## Çözülecek Görev
Aşağıdaki malzemede "A point falls on each instance of the wooden" ifadesinin geçtiği satırdan başlayıp malzemenin sonunda biten satırları, boş satırları atlayarak, "Sıra" ve "Satır" sütunlarından oluşan bir Markdown tablosu olarak yazın. Tabloya yalnızca bu satırlar girsin.

Nokta etiketleme setinden kayıtlar:
◇ ◇ ◇
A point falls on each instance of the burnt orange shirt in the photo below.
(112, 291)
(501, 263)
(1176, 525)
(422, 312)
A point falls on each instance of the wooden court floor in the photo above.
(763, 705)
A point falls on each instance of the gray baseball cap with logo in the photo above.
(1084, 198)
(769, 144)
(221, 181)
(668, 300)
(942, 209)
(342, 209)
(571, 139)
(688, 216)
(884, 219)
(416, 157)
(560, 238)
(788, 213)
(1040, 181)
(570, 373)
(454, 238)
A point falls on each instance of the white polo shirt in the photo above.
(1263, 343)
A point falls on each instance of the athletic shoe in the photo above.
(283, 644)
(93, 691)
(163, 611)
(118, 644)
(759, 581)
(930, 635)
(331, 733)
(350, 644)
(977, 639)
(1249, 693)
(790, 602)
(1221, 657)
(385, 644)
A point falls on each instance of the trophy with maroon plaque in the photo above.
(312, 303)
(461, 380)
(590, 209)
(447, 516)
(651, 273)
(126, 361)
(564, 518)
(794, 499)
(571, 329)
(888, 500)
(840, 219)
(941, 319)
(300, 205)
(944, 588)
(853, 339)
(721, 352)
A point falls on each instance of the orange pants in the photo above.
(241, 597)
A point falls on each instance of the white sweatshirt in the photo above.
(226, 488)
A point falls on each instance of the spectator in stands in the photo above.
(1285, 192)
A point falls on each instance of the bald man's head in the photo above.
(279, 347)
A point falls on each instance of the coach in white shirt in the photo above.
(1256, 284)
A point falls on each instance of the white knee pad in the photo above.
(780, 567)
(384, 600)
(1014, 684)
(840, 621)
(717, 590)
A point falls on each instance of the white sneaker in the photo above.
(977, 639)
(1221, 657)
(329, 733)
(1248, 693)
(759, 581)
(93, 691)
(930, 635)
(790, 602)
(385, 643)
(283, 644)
◇ ◇ ◇
## Nihai Sonuç
| Sıra | Satır |
|---|---|
| 1 | A point falls on each instance of the wooden court floor in the photo above. |
| 2 | (763, 705) |
| 3 | A point falls on each instance of the gray baseball cap with logo in the photo above. |
| 4 | (1084, 198) |
| 5 | (769, 144) |
| 6 | (221, 181) |
| 7 | (668, 300) |
| 8 | (942, 209) |
| 9 | (342, 209) |
| 10 | (571, 139) |
| 11 | (688, 216) |
| 12 | (884, 219) |
| 13 | (416, 157) |
| 14 | (560, 238) |
| 15 | (788, 213) |
| 16 | (1040, 181) |
| 17 | (570, 373) |
| 18 | (454, 238) |
| 19 | A point falls on each instance of the white polo shirt in the photo above. |
| 20 | (1263, 343) |
| 21 | A point falls on each instance of the athletic shoe in the photo above. |
| 22 | (283, 644) |
| 23 | (93, 691) |
| 24 | (163, 611) |
| 25 | (118, 644) |
| 26 | (759, 581) |
| 27 | (930, 635) |
| 28 | (331, 733) |
| 29 | (350, 644) |
| 30 | (977, 639) |
| 31 | (1249, 693) |
| 32 | (790, 602) |
| 33 | (1221, 657) |
| 34 | (385, 644) |
| 35 | A point falls on each instance of the trophy with maroon plaque in the photo above. |
| 36 | (312, 303) |
| 37 | (461, 380) |
| 38 | (590, 209) |
| 39 | (447, 516) |
| 40 | (651, 273) |
| 41 | (126, 361) |
| 42 | (564, 518) |
| 43 | (794, 499) |
| 44 | (571, 329) |
| 45 | (888, 500) |
| 46 | (840, 219) |
| 47 | (941, 319) |
| 48 | (300, 205) |
| 49 | (944, 588) |
| 50 | (853, 339) |
| 51 | (721, 352) |
| 52 | A point falls on each instance of the orange pants in the photo above. |
| 53 | (241, 597) |
| 54 | A point falls on each instance of the white sweatshirt in the photo above. |
| 55 | (226, 488) |
| 56 | A point falls on each instance of the spectator in stands in the photo above. |
| 57 | (1285, 192) |
| 58 | A point falls on each instance of the bald man's head in the photo above. |
| 59 | (279, 347) |
| 60 | A point falls on each instance of the coach in white shirt in the photo above. |
| 61 | (1256, 284) |
| 62 | A point falls on each instance of the white knee pad in the photo above. |
| 63 | (780, 567) |
| 64 | (384, 600) |
| 65 | (1014, 684) |
| 66 | (840, 621) |
| 67 | (717, 590) |
| 68 | A point falls on each instance of the white sneaker in the photo above. |
| 69 | (977, 639) |
| 70 | (1221, 657) |
| 71 | (329, 733) |
| 72 | (1248, 693) |
| 73 | (759, 581) |
| 74 | (93, 691) |
| 75 | (930, 635) |
| 76 | (790, 602) |
| 77 | (385, 643) |
| 78 | (283, 644) |